▶ **Task to complete**
Rescale the items from the line containing "box every bridge" through the end of the items, both ends included, and reproduce all of their text. Multiply every pixel coordinate in the outputs by 0.95 and round to whole numbers with halves going up, leaving the format sample coordinates unchanged.
↓
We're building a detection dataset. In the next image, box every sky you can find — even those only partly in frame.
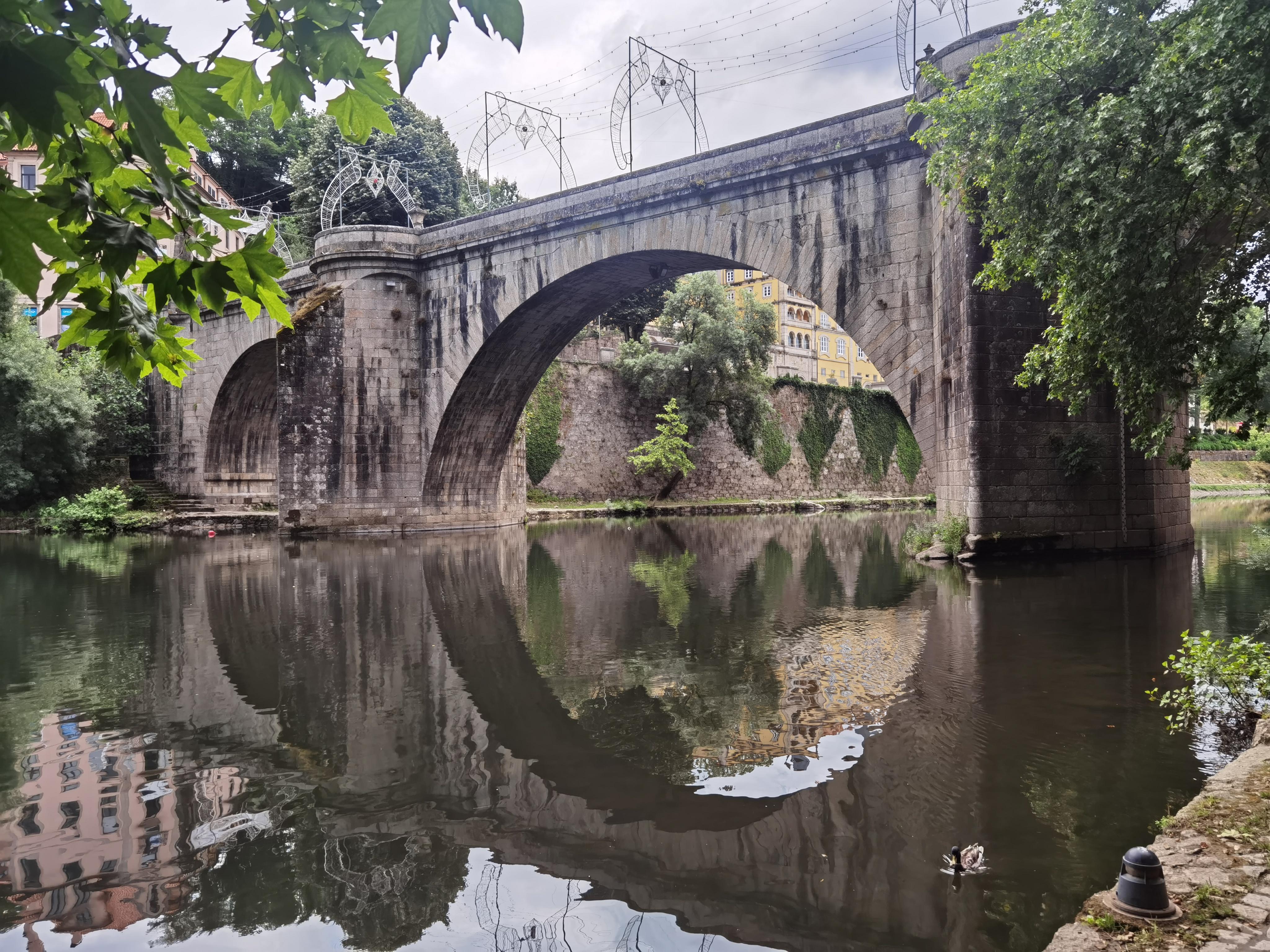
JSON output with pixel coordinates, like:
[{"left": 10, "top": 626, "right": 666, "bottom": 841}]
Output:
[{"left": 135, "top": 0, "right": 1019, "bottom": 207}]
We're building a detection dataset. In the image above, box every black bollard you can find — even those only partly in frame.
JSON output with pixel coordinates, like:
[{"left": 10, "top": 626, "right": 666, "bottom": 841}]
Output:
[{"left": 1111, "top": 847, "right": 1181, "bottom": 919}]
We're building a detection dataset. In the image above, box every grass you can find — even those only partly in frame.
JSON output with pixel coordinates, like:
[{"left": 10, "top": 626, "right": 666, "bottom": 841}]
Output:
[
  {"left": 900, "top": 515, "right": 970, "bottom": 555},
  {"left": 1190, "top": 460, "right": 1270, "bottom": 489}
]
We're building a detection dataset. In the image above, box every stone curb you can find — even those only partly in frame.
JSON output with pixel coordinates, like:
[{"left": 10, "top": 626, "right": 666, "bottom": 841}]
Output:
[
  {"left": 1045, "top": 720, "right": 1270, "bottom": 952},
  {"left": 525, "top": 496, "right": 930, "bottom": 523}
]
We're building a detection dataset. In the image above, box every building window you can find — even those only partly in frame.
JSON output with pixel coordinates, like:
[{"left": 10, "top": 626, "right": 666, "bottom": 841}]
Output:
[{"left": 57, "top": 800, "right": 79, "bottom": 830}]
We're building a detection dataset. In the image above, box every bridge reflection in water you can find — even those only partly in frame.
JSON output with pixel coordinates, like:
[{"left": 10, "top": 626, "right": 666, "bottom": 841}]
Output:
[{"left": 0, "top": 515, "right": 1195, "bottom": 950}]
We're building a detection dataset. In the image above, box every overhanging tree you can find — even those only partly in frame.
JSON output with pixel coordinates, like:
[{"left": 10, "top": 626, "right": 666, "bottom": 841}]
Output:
↑
▶ **Task response**
We're building a detection dataset. In the image above, box every bridge reflection in water you can find — even those only partly in frame.
JSON output with pixel coordinates, like:
[{"left": 10, "top": 626, "right": 666, "bottom": 841}]
Output:
[{"left": 0, "top": 489, "right": 1135, "bottom": 903}]
We're building a detection dataset. In the image above, box every overhanging tree you can find — even those only partly in frame.
JSON output with pixel coordinates, like:
[{"left": 10, "top": 626, "right": 666, "bottom": 841}]
Output:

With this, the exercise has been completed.